Saved entries
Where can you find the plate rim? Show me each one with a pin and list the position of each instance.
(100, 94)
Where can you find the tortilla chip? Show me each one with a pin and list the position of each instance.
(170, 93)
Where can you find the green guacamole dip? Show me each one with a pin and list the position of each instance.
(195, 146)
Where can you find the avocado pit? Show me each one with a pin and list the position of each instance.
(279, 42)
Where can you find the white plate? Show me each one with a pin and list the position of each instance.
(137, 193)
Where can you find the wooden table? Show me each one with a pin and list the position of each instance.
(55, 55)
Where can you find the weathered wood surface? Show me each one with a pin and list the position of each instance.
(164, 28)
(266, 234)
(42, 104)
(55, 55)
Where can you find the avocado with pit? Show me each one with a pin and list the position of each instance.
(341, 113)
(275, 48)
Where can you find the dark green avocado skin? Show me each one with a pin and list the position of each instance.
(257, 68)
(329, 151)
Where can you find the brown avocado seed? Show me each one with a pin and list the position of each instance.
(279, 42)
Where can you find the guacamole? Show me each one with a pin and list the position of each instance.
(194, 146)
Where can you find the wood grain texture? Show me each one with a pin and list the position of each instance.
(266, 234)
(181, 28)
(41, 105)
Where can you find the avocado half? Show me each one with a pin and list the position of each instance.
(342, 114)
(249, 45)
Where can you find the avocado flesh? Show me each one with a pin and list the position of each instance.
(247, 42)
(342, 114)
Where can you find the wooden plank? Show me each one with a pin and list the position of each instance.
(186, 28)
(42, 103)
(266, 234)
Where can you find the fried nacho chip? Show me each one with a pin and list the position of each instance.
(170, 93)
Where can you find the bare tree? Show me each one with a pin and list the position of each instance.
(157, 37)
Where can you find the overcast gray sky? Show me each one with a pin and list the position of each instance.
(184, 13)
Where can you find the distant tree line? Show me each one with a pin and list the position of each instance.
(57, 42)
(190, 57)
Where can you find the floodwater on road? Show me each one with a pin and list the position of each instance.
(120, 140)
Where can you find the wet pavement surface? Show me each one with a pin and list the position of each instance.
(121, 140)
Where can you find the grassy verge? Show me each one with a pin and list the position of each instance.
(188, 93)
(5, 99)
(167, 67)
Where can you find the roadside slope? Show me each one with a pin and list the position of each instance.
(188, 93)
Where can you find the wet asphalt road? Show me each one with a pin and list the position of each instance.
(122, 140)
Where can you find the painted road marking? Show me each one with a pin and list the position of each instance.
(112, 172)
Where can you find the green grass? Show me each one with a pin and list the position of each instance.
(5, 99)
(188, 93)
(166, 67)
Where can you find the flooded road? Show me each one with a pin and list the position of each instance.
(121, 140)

Task description: The records above need to be returned in full, with nothing altered.

Result:
Where can you find the plate rim? Show me each one with a pin and list the position of each instance.
(100, 94)
Where can you find the tortilla chip? Show me each one with a pin and list the position of each instance.
(170, 93)
Where can you find the green guacamole dip? Show me each one with a pin and list the position of each instance.
(195, 146)
Where can you find the avocado pit? Show me each one with a pin and list the position of each instance.
(279, 42)
Where can you find the white plate? Show me each one with a pin and list the position of each instance.
(137, 193)
Where can you find the wooden table? Show me each one with a pin and list the position of each instance.
(55, 55)
Where can you find the weathered wood surface? Show me each one with a pin and list the position of each instance.
(164, 28)
(266, 234)
(42, 104)
(55, 55)
Where can you find the avocado with pit? Show me each one with a pin and list the position of each instance.
(341, 113)
(275, 48)
Where can you find the dark green avocado skin? Show me each one with a pin and list the position of each instance.
(257, 68)
(329, 151)
Where can you find the brown avocado seed? Show me each one with a pin and list the position of each instance.
(279, 42)
Where can you find the guacamole? Show me each one with a pin and list the position of each instance.
(194, 146)
Where can you find the wood grain texture? Show me each one with a pin and list the position of each instance.
(266, 234)
(181, 28)
(41, 105)
Where can you find the avocado half? Show me each one with a pin and list the position of each instance.
(342, 114)
(249, 45)
Where can you find the avocado flesh? Show me each one with a pin and list the position of each instance.
(247, 42)
(342, 114)
Where can you find the wooden plank? Show me each one with a pin and list the position of each instance.
(186, 28)
(42, 103)
(266, 234)
Where can you find the fried nacho chip? Show me each one with a pin and list the position of each instance.
(170, 93)
Where can you find the bare tree? Show me each one with a pin and list the position of each instance.
(157, 37)
Where can you find the overcast gray sky? Show me each one with a pin and list the position of each instance.
(184, 13)
Where can you find the distant tree line? Show me each one with a pin and list the position of each instance.
(57, 42)
(190, 57)
Where can you find the floodwater on road? Show me each one with a pin and list the position of each instance.
(120, 140)
Where can you find the wet pavement surface? Show me each one with a pin and list the position of each instance.
(121, 140)
Where can you find the grassy verge? Show me each one with a pin and list the position of each instance.
(188, 93)
(5, 99)
(167, 67)
Where can you find the roadside slope? Show me each one with a pin and list the position of each instance.
(188, 93)
Where can you find the wet asphalt road? Show me each one with a pin and list the position of each instance.
(122, 140)
Where can you find the painted road marking? Show me each one with a pin and list the position of each instance.
(112, 172)
Where can you find the green grass? Show me each one with a pin and list the position of each instance.
(5, 99)
(188, 93)
(166, 67)
Where can you find the flooded road? Show me each one with a pin and list the position of each instance.
(121, 140)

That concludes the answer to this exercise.